_EXERCISE DESCRIPTION_
Answer these questions from the dividend stocks text below, one per line:
1. How much dividend income were Berkshire Hathaway's investments set to deliver as of early this year?
2. What was Pfizer's recent forward-looking price-to-earnings ratio?
3. What recent dividend yield does the text give for the S&P 500?

These companies sport meaningful payouts and promising prospects.
See which ones might be good fits for your portfolio now.
Savvy investors know not to overlook the power of dividends. And Warren Buffett, arguably the savviest investor of all, appreciates dividends, too. (Ironically, though, his company, Berkshire Hathaway, doesn't yet pay one!) As of early this year, Berkshire Hathaway's investments in a handful of dividend-paying stocks were set to deliver some $4.5 billion in dividend income.
Here's a look at some promising dividend payers you might want to consider for your long-term stock portfolio. Some I already own, and the others I'm interested in buying at the moment, though things can change, of course. Whether you have $1,000 or $100,000 to invest, you might check some of these companies out.
Image source: Getty Images.
Pfizer (NYSE: PFE) is a dividend powerhouse, with a recent dividend yield of 7.1%. That payout has been growing, too, with the recent total annual dividend of $1.70 up from $1.52 in 2020 and $1.20 in 2016. The stock has been a poor performer in recent years, though, averaging annual gains of 1.84% over the past decade and an average annual loss of 17.71% over the past three years. Its future looks promising, though, as it has a big pipeline of drugs in development. And most or all of the pessimism surrounding it has already been factored into its low stock price. Its forward-looking price-to-earnings (P/E) ratio was recently 8.3, well below its five-year average of 10.2.
Caterpillar (NYSE: CAT), a top maker of construction and mining equipment, sports a recent dividend yield of 1.56%. That might not sound exciting, but it's well above the S&P 500's recent dividend yield of around 1.25%. The company has been a solid long-term performer, too, with average annual gains of 17.6% over the past decade. And its dividend has been growing, with its recent total annual payout of $5.64 up from $4.28 in 2021 and $3.28 in 2018.

_RAW RECORDS_
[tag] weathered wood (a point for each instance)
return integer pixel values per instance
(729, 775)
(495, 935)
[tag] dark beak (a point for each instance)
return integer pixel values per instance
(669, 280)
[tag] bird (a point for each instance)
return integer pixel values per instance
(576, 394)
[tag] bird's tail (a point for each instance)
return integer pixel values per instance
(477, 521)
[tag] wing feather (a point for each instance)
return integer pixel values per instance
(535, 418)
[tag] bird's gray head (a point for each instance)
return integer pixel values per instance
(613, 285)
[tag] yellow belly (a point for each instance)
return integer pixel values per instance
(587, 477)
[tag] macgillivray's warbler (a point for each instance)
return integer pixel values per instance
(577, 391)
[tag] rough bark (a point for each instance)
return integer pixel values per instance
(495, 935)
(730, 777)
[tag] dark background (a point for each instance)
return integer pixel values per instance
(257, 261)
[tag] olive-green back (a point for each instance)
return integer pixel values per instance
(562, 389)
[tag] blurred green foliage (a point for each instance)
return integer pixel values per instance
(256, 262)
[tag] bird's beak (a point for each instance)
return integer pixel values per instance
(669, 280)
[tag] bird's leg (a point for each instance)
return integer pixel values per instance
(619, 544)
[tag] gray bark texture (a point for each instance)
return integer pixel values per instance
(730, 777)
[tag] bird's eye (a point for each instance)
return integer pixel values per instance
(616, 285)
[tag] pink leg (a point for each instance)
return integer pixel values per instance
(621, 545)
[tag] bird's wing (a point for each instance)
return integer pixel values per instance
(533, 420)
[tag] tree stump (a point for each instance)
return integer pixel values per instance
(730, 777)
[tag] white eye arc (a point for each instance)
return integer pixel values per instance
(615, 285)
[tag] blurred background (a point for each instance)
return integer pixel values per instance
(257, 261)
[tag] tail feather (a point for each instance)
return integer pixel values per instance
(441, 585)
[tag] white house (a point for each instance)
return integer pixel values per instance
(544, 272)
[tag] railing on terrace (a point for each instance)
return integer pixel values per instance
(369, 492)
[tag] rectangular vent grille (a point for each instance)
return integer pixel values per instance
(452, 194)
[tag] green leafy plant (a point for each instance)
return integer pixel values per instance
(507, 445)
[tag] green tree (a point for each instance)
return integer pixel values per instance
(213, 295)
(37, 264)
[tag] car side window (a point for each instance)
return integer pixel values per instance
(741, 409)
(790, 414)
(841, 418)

...

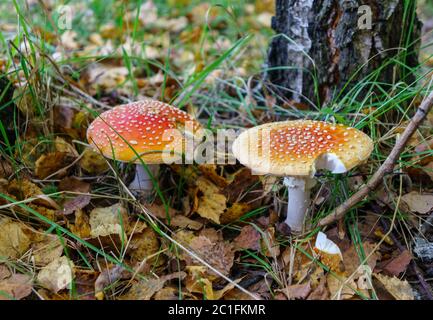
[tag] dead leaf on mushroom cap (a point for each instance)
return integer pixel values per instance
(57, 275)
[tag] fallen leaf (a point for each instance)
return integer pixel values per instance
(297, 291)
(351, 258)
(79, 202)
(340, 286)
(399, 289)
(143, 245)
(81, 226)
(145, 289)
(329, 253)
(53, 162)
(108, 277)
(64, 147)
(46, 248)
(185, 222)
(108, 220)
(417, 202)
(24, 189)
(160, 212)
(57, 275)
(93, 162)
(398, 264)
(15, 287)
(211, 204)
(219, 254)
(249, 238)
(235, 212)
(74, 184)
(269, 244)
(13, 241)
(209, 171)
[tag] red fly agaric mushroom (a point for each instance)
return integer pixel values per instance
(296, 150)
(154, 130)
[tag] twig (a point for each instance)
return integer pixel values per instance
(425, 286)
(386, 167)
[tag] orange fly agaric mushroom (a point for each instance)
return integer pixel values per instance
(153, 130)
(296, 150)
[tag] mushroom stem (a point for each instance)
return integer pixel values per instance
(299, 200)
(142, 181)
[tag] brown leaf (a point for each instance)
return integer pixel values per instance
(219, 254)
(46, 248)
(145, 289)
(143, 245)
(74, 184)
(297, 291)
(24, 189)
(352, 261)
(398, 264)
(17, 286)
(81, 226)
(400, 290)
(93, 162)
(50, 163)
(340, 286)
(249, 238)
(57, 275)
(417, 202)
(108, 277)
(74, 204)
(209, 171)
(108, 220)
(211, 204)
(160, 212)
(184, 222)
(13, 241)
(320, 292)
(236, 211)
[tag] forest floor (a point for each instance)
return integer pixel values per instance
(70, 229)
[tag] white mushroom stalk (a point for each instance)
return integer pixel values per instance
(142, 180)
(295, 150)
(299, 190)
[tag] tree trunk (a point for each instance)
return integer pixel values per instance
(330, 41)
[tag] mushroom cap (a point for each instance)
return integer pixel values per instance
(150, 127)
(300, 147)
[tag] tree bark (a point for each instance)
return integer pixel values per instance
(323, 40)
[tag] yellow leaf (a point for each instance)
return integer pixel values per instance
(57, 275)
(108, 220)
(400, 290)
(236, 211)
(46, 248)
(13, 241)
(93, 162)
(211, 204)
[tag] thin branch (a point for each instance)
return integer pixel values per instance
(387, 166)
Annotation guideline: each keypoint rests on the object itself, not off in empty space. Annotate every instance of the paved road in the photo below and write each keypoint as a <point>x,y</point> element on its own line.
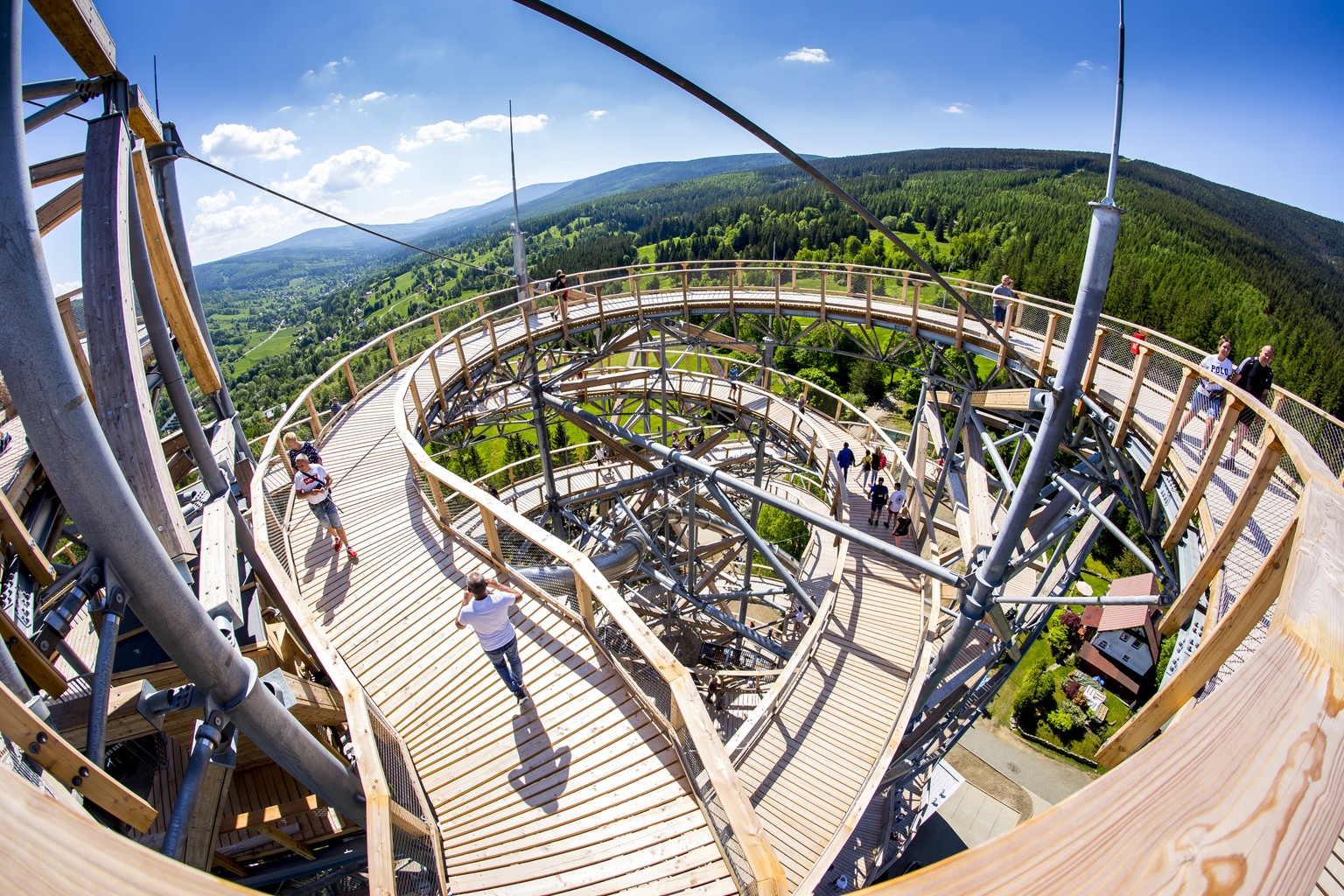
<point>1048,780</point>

_COMPLETED EXERCISE_
1. Some $4.5 billion
2. 8.3
3. Around 1.25%